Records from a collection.
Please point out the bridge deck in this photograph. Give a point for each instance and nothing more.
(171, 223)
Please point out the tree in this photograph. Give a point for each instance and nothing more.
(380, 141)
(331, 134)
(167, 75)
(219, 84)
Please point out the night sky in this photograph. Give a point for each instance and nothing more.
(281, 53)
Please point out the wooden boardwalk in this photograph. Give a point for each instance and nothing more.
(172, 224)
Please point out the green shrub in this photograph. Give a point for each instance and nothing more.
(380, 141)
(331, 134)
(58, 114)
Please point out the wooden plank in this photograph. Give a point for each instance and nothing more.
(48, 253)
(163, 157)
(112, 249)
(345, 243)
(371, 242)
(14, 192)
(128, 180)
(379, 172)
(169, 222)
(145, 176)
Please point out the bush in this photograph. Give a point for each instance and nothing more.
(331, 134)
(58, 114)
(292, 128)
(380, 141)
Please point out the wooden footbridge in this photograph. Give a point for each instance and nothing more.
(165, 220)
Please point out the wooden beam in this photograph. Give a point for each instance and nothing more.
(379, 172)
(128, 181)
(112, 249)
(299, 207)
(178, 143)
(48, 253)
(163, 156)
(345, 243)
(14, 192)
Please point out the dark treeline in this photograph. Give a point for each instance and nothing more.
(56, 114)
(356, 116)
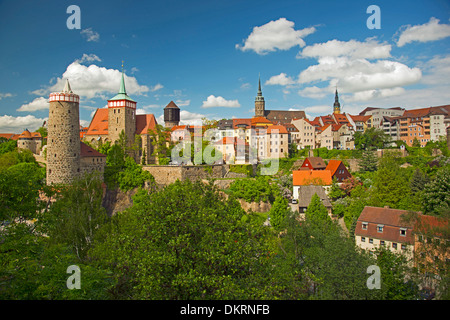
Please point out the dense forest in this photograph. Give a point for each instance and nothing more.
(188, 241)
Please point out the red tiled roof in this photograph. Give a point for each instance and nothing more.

Instructions to follow. Reproduce the whole listing word for word, setting aside any pictures.

Output of the task.
Please point out the bridge deck in this photograph. Give a point for each instance and nothing more.
(171, 223)
Please point out the tree in this photograph. Give a point for each instance and nothing more.
(380, 141)
(331, 134)
(167, 75)
(219, 84)
Please point out the night sky in this photograph. Give a point for each instance and nothing more.
(281, 53)
Please point out the wooden boardwalk in this photograph. Give a point for each instance and nothing more.
(172, 224)
Please point out the green shrub in this photograph. Give a point for each instance and nothing more.
(380, 141)
(331, 134)
(58, 114)
Please point out the wooden plank in this photograph. Give a point for each instance and nothing more.
(48, 253)
(163, 157)
(112, 249)
(345, 243)
(371, 242)
(14, 192)
(128, 180)
(379, 172)
(169, 222)
(145, 176)
Please point out the bush in this photograph. Give a point for each instance and nothing more.
(331, 134)
(58, 114)
(292, 128)
(380, 141)
Please point out the wooden footbridge in this photograph. Give a point for each instance and nothing more.
(165, 220)
Please point out the wooden beam in this photograph. Give a point for each instance and nothing more.
(379, 172)
(128, 181)
(112, 249)
(299, 207)
(178, 143)
(48, 253)
(163, 156)
(345, 243)
(14, 192)
Please point out the dark treeline in this photograph. Give a point for each instance and nothing more.
(56, 114)
(356, 116)
Please point out the dense forest in this photograph. Give a point for each instance and nothing more.
(188, 241)
Please point out the red tiled roof in this photograph. Give a point for each instance and nothing more.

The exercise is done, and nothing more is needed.